AIM OF THE TASK> Every line of the material is to be set down exactly as written.

MATERIAL SHOWN>
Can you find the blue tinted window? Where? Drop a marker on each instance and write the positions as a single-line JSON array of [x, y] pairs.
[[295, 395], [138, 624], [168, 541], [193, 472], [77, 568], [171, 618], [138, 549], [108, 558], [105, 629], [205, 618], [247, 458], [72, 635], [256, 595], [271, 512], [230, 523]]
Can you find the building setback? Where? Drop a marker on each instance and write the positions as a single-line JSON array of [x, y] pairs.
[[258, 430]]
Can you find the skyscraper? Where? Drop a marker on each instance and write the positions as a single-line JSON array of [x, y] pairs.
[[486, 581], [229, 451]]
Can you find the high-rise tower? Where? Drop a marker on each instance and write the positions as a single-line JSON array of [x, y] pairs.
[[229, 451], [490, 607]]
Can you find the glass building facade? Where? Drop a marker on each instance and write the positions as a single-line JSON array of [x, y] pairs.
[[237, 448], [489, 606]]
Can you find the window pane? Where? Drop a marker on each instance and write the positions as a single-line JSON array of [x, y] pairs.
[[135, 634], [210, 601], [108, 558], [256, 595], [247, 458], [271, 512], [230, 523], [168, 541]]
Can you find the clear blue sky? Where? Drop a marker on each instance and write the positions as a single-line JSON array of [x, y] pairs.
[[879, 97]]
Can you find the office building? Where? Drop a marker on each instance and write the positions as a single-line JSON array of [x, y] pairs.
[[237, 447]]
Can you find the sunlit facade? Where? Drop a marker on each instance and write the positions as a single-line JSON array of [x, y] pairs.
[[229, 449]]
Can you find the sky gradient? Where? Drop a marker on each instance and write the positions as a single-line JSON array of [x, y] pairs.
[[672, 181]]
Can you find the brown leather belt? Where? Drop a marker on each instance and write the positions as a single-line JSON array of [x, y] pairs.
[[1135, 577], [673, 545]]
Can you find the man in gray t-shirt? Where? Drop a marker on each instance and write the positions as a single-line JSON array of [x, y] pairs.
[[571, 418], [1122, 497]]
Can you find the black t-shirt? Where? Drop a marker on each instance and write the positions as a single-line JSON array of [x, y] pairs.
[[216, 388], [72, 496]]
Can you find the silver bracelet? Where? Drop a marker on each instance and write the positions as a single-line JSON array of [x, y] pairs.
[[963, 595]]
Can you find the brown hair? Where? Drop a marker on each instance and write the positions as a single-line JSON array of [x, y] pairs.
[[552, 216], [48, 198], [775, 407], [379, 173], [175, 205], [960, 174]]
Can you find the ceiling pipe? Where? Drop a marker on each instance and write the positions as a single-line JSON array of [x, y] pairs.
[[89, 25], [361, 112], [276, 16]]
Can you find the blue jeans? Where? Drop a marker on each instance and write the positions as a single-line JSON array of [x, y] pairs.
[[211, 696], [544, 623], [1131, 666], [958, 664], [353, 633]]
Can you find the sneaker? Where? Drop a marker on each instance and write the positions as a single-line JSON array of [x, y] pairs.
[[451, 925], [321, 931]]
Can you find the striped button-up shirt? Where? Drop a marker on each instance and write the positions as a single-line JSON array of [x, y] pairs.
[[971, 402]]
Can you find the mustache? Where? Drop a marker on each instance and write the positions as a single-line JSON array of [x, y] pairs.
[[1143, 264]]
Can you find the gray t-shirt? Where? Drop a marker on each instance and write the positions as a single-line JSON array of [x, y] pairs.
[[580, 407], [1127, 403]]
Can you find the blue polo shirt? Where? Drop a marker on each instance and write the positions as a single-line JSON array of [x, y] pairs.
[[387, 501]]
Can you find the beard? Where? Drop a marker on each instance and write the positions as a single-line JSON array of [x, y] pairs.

OUTPUT>
Can you find the blue tinted window? Where? Drop a marker on each instance and write the positions as a single-line JSON array of [x, y] pairs.
[[295, 395], [138, 624], [168, 541], [193, 472], [77, 568], [171, 618], [138, 549], [108, 558], [105, 629], [205, 618], [247, 458], [72, 635], [256, 595], [271, 512], [230, 523]]
Can you find the building setback? Where? Drop a marker on each instance and write the positions as a single-line JSON array of [x, y] pairs.
[[258, 430]]
Can you find the skyscraper? Where? Drop a marker on each instance and write the positions as a single-line JSON array of [x, y] pairs.
[[486, 581], [229, 451]]
Can you find the high-rise tower? Where? Drop a marker on each instance and write the positions as a single-line JSON array of [x, y] pairs.
[[229, 451], [490, 607]]
Can you find the glass building facade? Where? Drop a marker on each instance and write the positions as a single-line JSON array of [x, y] pairs.
[[237, 448], [489, 606]]
Can you find the window pane? Where? Drop a marker on each instance and write the positions as a single-line JSON array of [x, y] pairs.
[[135, 634], [210, 601], [108, 558], [256, 595], [247, 458], [271, 512], [230, 523], [168, 541]]
Can you find the clear blue sky? Where? Drop a marker on each instance and write the positions as a single-line JSON array of [x, y] pairs.
[[879, 97]]
Can you find the office building? Where? Drop a marker on each instance and write the positions as a single-line JSON array of [x, y] pairs.
[[237, 447]]
Can you find the sunlit facade? Where? Drop a marker on each instance and write the positions as a single-line JSON array of [x, y] pairs.
[[229, 449]]
Can you find the sky gradient? Where? Drop a marker on each instance and write the positions as a single-line JSON array of [x, y] pairs.
[[672, 181]]
Can you find the brown leather belt? Where? Drop a marker on each instance and write the positions as a single-line JSON array of [x, y] pairs.
[[1135, 577], [673, 545]]
Can you find the man in gray t-shirt? Where? Drop a marker on each instance and write the positions as a single-line JSON array of [x, y] pairs.
[[571, 418], [1122, 497]]
Can you find the black t-shirt? Where? Drop a marker on each instance and write the positions as a single-line JSON array of [x, y] pairs.
[[216, 388], [72, 496]]
Can you find the silver bracelet? Where? Drop a marker on each instance and write the positions as a single-line JSON array of [x, y] pairs.
[[963, 595]]
Can you find the brown hair? Where? Drop a marker on each instance and write the positions as a single-line JSON array of [x, y] pairs.
[[552, 216], [48, 198], [775, 407], [379, 173], [175, 205], [960, 174]]
Can you find the ceiling pipe? Where? Drop a marker on each instance and write the positions as a single-line JSON array of [x, y] pairs.
[[89, 25], [361, 112], [276, 16]]
Can you find the blue jeans? Where? Drop a marker on each instance and write the positions as a single-line JSON array of [x, y] pairs.
[[211, 696], [544, 623], [1131, 666], [958, 664], [353, 633]]
Can you find the sneaker? Where? Drop a marker on each instance and write the positions as a single-line JSON array of [x, y] pairs.
[[451, 925], [321, 931]]
Can you find the striped button-up shirt? Where? Drop a marker on each instance and write the positions as a single-line JSON array of [x, y] pairs.
[[971, 402]]
Can you find the mustache? Where? Drop a marker on each instance and write the positions as a single-line JSON array of [x, y] pairs.
[[1143, 264]]
Can you find the gray t-shirt? Where? Drop a marker on each instance and write the positions as a single-line JSON array of [x, y] pairs.
[[580, 407], [1127, 403]]
Can you find the blue polo shirt? Where? Drop a marker on each instance and write the positions as a single-line JSON array of [x, y] pairs.
[[387, 501]]
Can you find the beard? Where? Drop a marker on each instance and write the positions as a single-line JSON array of [x, y] pairs.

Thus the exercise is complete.